Exercise objective> List every line in the records below that contains the word "door", copying each such line in full.
────────────────
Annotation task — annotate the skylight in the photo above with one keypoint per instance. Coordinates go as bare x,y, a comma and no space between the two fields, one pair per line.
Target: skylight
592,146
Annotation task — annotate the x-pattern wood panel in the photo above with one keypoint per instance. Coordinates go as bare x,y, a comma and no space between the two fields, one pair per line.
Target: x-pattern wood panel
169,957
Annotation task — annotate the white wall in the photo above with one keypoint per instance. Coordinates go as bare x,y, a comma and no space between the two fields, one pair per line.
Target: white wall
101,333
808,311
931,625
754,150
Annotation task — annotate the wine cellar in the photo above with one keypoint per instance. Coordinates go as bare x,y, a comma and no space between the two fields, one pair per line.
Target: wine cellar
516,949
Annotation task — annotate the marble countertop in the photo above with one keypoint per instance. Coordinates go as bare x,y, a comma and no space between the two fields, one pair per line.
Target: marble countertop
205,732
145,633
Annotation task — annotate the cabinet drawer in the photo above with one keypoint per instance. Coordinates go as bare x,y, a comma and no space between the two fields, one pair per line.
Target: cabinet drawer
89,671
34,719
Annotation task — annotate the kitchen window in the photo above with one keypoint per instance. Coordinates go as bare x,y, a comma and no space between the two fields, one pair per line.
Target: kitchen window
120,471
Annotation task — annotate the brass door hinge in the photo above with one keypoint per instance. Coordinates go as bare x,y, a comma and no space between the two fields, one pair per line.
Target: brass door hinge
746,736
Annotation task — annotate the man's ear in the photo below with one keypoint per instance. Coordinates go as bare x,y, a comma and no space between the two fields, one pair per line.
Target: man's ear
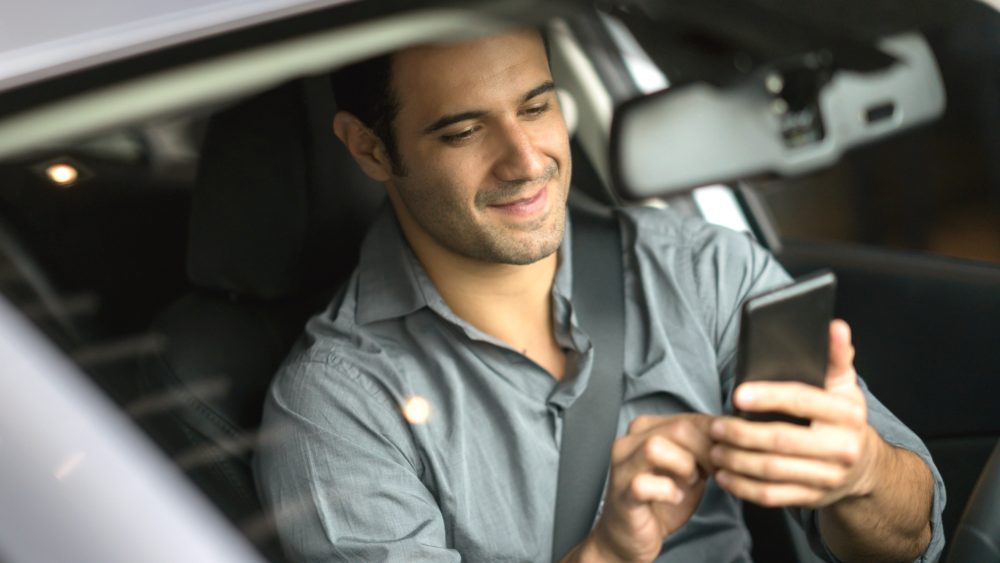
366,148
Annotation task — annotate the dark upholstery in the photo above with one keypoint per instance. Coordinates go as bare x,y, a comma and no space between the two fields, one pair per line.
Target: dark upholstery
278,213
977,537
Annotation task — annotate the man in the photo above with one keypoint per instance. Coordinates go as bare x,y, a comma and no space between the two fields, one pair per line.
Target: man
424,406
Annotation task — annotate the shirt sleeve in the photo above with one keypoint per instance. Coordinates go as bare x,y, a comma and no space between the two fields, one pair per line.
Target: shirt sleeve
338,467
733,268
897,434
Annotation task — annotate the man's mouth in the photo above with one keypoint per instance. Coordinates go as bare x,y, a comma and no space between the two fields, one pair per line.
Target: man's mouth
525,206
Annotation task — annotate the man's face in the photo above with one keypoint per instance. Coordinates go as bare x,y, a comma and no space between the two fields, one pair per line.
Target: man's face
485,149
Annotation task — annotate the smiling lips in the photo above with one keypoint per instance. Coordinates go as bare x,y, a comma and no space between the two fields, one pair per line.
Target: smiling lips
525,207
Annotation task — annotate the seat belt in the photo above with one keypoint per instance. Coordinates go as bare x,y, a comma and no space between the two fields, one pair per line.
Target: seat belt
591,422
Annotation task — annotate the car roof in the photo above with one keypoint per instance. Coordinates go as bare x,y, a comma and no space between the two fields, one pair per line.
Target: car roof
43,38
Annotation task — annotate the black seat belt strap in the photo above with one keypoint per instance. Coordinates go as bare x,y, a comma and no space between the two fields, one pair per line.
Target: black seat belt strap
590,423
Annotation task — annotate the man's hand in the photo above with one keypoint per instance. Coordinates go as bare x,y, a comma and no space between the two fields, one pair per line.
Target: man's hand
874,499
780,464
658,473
────────────────
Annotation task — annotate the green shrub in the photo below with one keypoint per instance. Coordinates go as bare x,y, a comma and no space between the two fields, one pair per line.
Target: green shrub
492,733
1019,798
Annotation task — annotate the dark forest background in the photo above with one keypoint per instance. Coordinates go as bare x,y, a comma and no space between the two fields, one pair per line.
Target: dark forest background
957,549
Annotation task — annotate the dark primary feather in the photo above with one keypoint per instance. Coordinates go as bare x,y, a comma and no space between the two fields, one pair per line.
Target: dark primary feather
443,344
────────────────
Task result>
Annotation task — annotate the brass door hinge in the photo above with one keypoint per instance. Coordinates go as bare x,y, a comma and no space between the two fields, one pair per line.
Target: brass door hinge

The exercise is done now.